• **The problem**
Copy each of the records below word for word, keeping every line unchanged.
*** Opening Provided records ***
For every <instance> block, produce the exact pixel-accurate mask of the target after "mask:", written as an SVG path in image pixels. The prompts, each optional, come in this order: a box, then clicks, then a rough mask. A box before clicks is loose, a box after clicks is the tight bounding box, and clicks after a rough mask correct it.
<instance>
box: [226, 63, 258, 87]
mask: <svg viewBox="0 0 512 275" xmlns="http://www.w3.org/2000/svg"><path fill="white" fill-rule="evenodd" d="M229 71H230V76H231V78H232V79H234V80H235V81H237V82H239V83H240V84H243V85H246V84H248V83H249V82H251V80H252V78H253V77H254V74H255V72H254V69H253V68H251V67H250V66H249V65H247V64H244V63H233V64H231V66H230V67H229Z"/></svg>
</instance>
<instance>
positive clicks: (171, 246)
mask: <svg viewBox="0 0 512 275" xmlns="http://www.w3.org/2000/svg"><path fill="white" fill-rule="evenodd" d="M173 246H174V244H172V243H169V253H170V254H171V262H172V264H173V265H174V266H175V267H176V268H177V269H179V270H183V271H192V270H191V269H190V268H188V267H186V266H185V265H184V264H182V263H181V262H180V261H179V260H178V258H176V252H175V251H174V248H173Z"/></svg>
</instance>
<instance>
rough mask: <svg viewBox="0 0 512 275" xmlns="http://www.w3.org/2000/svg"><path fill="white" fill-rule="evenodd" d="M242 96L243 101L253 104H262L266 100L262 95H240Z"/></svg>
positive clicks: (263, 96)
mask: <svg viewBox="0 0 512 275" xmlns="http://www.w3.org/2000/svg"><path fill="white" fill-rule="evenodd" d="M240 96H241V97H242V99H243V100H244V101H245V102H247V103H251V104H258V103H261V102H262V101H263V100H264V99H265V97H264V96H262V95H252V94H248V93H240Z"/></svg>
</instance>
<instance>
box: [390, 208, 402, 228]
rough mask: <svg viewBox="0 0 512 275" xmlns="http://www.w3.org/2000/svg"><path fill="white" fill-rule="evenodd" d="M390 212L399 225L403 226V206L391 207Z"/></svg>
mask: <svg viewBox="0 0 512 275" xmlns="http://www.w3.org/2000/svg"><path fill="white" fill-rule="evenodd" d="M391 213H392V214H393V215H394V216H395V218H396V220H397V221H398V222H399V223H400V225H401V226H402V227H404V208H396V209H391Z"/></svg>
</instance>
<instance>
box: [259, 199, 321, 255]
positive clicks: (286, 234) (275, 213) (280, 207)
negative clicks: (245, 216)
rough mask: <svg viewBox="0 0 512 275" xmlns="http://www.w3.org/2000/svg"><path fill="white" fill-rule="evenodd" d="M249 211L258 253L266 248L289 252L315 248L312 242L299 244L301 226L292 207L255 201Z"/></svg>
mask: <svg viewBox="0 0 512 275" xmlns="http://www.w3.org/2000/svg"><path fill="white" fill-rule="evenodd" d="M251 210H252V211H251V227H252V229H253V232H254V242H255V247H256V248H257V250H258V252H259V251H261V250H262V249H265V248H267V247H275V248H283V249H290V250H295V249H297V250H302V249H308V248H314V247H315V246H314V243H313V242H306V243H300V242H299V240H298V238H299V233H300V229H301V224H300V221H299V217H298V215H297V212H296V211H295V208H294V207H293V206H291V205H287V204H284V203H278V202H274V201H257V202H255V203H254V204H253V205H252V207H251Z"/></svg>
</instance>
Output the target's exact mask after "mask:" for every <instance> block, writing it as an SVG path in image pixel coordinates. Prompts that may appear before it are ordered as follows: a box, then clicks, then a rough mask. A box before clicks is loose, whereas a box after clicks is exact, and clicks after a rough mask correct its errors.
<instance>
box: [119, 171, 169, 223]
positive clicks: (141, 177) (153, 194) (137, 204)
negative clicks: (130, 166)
*** Closing Provided records ***
• **Solution**
For every <instance> block, produce the exact pixel-accurate mask of the target after "mask:", written as an SVG path in image pixels. The prompts, each optional, come in this order: a box, then clicks, then a rough mask. A box before clicks is loose, a box after clicks is the tight bounding box, and clicks after a rough mask correct it.
<instance>
box: [226, 63, 258, 87]
mask: <svg viewBox="0 0 512 275" xmlns="http://www.w3.org/2000/svg"><path fill="white" fill-rule="evenodd" d="M229 71H230V76H231V78H232V79H234V80H235V81H237V82H239V83H240V84H243V85H246V84H248V83H249V82H251V80H252V78H253V77H254V74H255V72H254V69H253V68H251V67H250V66H249V65H247V64H244V63H233V64H231V66H230V67H229Z"/></svg>
</instance>
<instance>
positive clicks: (171, 246)
mask: <svg viewBox="0 0 512 275" xmlns="http://www.w3.org/2000/svg"><path fill="white" fill-rule="evenodd" d="M173 246H174V244H172V243H169V253H170V254H171V262H172V264H173V265H174V266H175V267H176V268H177V269H179V270H183V271H192V270H191V269H190V268H188V267H186V266H185V265H184V264H182V263H181V262H180V261H179V260H178V258H176V252H175V251H174V248H173Z"/></svg>
</instance>
<instance>
rough mask: <svg viewBox="0 0 512 275" xmlns="http://www.w3.org/2000/svg"><path fill="white" fill-rule="evenodd" d="M242 96L243 101L253 104H262L266 100L262 95H240Z"/></svg>
positive clicks: (263, 96)
mask: <svg viewBox="0 0 512 275" xmlns="http://www.w3.org/2000/svg"><path fill="white" fill-rule="evenodd" d="M240 96H241V97H242V99H243V100H244V101H245V102H247V103H251V104H258V103H261V102H262V101H263V100H264V99H265V97H264V96H262V95H252V94H248V93H240Z"/></svg>
</instance>
<instance>
box: [390, 208, 402, 228]
rough mask: <svg viewBox="0 0 512 275" xmlns="http://www.w3.org/2000/svg"><path fill="white" fill-rule="evenodd" d="M390 212L399 225L403 226V206L391 207Z"/></svg>
mask: <svg viewBox="0 0 512 275" xmlns="http://www.w3.org/2000/svg"><path fill="white" fill-rule="evenodd" d="M391 213H392V214H393V215H394V216H395V218H396V220H397V221H398V222H399V223H400V225H401V226H402V227H404V208H396V209H391Z"/></svg>
</instance>
<instance>
box: [259, 199, 321, 255]
positive clicks: (286, 234) (275, 213) (280, 207)
negative clicks: (245, 216)
rough mask: <svg viewBox="0 0 512 275" xmlns="http://www.w3.org/2000/svg"><path fill="white" fill-rule="evenodd" d="M249 211L258 253L266 248L289 252L315 248L312 242L299 244L301 226L292 207L255 201Z"/></svg>
mask: <svg viewBox="0 0 512 275" xmlns="http://www.w3.org/2000/svg"><path fill="white" fill-rule="evenodd" d="M251 210H252V211H251V227H252V229H253V232H254V242H255V247H256V248H257V250H258V252H259V251H261V250H262V249H265V248H267V247H275V248H283V249H290V250H295V249H297V250H302V249H308V248H314V247H315V246H314V243H313V242H306V243H300V242H299V240H298V238H299V233H300V229H301V224H300V221H299V217H298V215H297V212H296V211H295V208H294V207H293V206H291V205H287V204H284V203H278V202H274V201H257V202H255V203H254V204H253V205H252V207H251Z"/></svg>
</instance>
Output the target's exact mask after "mask:" for every <instance> block, writing it as an SVG path in image pixel coordinates. Prompts that may appear before it are ordered as follows: a box, then clicks, then a rough mask. A box before clicks is loose, whereas a box after clicks is exact, and clicks after a rough mask correct its errors.
<instance>
box: [119, 171, 169, 223]
positive clicks: (141, 177) (153, 194) (137, 204)
negative clicks: (130, 166)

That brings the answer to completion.